• Set exercise
Continue the passage on The Mechanical Bride and its picnic advertisement, picking up right after its final line.

• Page excerpt
◆ ◆ ◆ ◆ ◆ ◆ ◆
Both humorous and insightful of electro-mechanical
civilization, The Mechanical Bride is based on a simple idea - clip out a series
of the most commonly looked at popular magazine advertisements and write about
them. Here is one of the many essays.
The Utopia of the picnic inherited from the aristocratic pastoral convention?
Did Whitman give America the poetry of the open road?
What happens when the ad makers take over all the popular myths and poetry?
Are ads themselves the main form of industrial culture?
LET'S set this one up for an adult discussion group:
Study the items in this scene. What is intended as the general effect? Gaiety amid a fruitful and prosperous countryside?
What would you say was the income level of this family group? Estimate this from the car, the Scottie, the portable radio, and the appearance of the family. If this is "freedom . . . American Style," then is it not freedom and not American to have less money and fewer possessions? Was Henry Thoreau un-American?
What proportion of Americans enjoy this style of freedom ?
Is there anything about the family group which is different from the Bumstead family?
Is there any basic connection between freedom and prosperity? Would Dagwood be free if he had the same job and the same thoughts, and earned a million a year?
Why take a radio into the countryside? Fear of boredom? Silence?
◆ ◆ ◆ ◆ ◆ ◆ ◆
• Listing
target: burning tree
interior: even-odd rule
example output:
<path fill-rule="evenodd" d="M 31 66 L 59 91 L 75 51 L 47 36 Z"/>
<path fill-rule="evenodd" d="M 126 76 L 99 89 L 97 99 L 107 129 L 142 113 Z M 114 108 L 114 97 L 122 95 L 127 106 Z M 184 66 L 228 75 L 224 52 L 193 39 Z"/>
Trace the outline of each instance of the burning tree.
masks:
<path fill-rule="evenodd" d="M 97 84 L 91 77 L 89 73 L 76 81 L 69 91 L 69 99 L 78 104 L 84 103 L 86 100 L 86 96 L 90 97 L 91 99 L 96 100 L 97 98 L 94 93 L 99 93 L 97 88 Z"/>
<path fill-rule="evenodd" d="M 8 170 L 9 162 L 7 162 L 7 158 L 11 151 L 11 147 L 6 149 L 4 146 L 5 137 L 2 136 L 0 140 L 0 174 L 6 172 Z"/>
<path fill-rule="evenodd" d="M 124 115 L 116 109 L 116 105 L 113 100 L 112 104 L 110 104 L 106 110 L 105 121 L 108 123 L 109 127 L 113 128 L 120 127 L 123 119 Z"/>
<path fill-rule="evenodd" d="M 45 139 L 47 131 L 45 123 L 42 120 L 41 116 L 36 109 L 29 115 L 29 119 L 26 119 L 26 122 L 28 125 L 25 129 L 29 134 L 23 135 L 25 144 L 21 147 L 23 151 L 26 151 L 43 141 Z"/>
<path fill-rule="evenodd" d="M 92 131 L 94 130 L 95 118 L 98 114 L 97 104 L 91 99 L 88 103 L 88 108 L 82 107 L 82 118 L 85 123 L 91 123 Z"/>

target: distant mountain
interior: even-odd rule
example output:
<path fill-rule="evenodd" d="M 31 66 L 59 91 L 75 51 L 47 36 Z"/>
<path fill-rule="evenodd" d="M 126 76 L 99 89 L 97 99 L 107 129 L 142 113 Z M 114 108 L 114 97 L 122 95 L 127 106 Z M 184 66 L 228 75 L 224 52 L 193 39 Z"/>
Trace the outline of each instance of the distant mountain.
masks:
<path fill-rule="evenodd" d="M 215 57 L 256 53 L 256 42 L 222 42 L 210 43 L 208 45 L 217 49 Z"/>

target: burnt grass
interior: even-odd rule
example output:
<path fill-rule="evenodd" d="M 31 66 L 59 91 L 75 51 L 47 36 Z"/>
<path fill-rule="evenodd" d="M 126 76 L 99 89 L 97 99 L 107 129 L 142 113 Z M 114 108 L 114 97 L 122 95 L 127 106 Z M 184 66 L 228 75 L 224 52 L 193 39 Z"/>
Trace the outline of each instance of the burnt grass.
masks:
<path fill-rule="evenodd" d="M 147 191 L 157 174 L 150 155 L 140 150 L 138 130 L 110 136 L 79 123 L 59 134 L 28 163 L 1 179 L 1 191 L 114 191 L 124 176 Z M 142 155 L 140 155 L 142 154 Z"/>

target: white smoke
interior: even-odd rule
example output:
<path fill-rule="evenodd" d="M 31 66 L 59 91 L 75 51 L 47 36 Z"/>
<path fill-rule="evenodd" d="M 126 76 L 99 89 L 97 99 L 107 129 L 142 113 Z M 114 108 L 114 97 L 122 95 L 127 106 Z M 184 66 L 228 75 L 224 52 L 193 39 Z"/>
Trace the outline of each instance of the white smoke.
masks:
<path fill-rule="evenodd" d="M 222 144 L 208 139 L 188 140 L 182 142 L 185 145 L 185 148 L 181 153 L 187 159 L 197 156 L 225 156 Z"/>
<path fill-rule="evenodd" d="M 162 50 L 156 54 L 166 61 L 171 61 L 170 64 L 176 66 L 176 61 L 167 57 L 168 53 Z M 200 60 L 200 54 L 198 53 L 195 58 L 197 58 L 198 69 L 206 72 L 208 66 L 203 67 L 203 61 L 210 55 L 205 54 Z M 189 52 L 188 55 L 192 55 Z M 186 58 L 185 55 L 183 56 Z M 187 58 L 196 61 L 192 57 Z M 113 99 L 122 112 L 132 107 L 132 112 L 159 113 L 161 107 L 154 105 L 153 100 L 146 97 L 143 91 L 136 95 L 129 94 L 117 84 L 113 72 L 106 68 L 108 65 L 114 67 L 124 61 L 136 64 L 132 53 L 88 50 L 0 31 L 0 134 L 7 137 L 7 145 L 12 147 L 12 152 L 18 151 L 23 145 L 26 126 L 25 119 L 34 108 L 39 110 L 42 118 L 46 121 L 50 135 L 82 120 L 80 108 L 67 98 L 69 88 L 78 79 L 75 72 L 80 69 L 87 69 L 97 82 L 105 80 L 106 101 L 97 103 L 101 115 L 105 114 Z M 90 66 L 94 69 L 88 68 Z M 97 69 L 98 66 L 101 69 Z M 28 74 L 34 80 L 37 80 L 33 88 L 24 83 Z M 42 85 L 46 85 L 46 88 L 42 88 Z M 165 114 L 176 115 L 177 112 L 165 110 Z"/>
◆ ◆ ◆ ◆ ◆ ◆ ◆
• Final result
Looking at the standardized equipment of this family and their standardized pattern of living, discuss how far they can be said to be free as human beings. Consider whether a uniform educational system can be said to make for freedom. Does "freedom" mean the right to be and do exactly as everybody else? How much does this kind of uniformity depend on obeying the "orders" of commercial suggestion? If it takes a lot of money to conform in this way, does conformity become an ideal to strive for?
Discuss the habit of isolation of the American family. Consider the "Henry Aldrich" program or "One Man's Family." Why is there no sense of community in our festivities and relations? Whence this trait of "keeping it in the family?"
The copy under this scene announces that freedom is
the feeling you have when you get up in the morning. . . . It's whistling before breakfast, disagreeing with the bank over your monthly statement, leaving a tip for the waitress when you feel like it.... It's working hard now with the idea of quitting someday.
It's living where you like.
It's an oil company spending more money to make a better motor oil....
It's asking you to try Quaker State-in order to care for your car for your country in the best way possible.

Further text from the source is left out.